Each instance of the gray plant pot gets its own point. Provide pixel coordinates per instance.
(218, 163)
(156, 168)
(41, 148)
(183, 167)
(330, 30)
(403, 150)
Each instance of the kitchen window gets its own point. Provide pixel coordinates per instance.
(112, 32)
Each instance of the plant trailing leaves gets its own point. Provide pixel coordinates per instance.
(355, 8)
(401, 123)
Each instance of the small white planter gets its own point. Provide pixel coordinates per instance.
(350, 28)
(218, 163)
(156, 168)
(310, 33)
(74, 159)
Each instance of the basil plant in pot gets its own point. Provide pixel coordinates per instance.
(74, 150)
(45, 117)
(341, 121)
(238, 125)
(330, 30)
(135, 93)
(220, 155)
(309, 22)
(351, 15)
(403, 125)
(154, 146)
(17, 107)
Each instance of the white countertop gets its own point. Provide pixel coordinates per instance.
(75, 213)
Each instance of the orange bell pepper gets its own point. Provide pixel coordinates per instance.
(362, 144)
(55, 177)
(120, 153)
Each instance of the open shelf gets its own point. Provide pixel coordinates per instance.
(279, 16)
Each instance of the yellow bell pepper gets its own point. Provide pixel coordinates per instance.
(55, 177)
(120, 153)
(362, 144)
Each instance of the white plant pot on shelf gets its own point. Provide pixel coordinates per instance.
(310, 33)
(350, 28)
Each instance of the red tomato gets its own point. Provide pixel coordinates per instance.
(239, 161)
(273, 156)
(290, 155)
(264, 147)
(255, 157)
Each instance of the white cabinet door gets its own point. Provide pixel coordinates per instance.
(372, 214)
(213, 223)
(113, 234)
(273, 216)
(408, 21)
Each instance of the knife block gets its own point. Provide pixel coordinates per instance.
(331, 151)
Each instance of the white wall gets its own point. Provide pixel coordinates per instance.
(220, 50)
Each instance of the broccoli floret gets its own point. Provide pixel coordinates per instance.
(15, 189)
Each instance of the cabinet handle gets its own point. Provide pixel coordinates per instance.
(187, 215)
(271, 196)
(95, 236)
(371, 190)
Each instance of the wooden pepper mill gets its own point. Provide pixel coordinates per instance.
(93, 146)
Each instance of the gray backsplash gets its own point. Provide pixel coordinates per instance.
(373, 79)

—————

(Written task)
From the data above, extract every line in its exact form.

(Task answer)
Each instance of the gray plant pot gets its own point. Provide pixel coordinates per instance.
(218, 163)
(156, 168)
(41, 148)
(183, 167)
(330, 30)
(403, 150)
Each instance of the kitchen window gets its own point. Provide pixel coordinates per instance.
(112, 32)
Each instance of the plant trailing leaves gets its own point. Provide pixel coordinates per instance.
(355, 8)
(401, 123)
Each instance of the small white planter gets its own point. Provide pixel coordinates per instance.
(350, 28)
(218, 163)
(156, 168)
(310, 33)
(74, 159)
Each instance of the basil plant in pot gets its own point. Provide pixel coordinates per instance.
(74, 150)
(45, 117)
(341, 121)
(238, 125)
(330, 30)
(135, 93)
(220, 155)
(309, 22)
(351, 15)
(403, 125)
(154, 146)
(17, 107)
Each instance of the white countertop gets its own point. Provide pixel coordinates per instance.
(75, 213)
Each instance of the orange bell pepper gets its own point. Provide pixel coordinates per instance.
(362, 144)
(55, 177)
(120, 153)
Each instance of the open shelf gets its own point. Provide pixel coordinates per instance.
(279, 16)
Each instance of the yellow bell pepper gets its own point. Provide pixel coordinates per instance.
(55, 177)
(120, 153)
(362, 144)
Each instance of the white plant pot on shelf gets its own point. Provide pixel coordinates per instance.
(310, 33)
(350, 28)
Each instance of the red tomato gets its own point. Provide pixel coordinates per instance.
(239, 161)
(273, 156)
(290, 155)
(264, 147)
(255, 157)
Each instance of the white cabinet door gets its own point. Provide pixel coordinates per instance.
(372, 214)
(213, 223)
(113, 234)
(273, 216)
(408, 21)
Each instance of the knife block gets its own point. Provide pixel coordinates per instance.
(331, 151)
Each instance of the white wall gets its own point. Provide pixel coordinates per instance.
(220, 50)
Each instance of the broccoli floret gets its own point. Provide pixel coordinates per instance.
(15, 189)
Each instance of the cabinet handle gets its own point. Provide pixel coordinates per instance.
(187, 215)
(271, 196)
(95, 236)
(371, 190)
Each instance of the wooden pepper mill gets its own point. Provide pixel coordinates per instance.
(93, 146)
Each instance of the gray backsplash gets its own point. Provide pixel coordinates per instance.
(373, 79)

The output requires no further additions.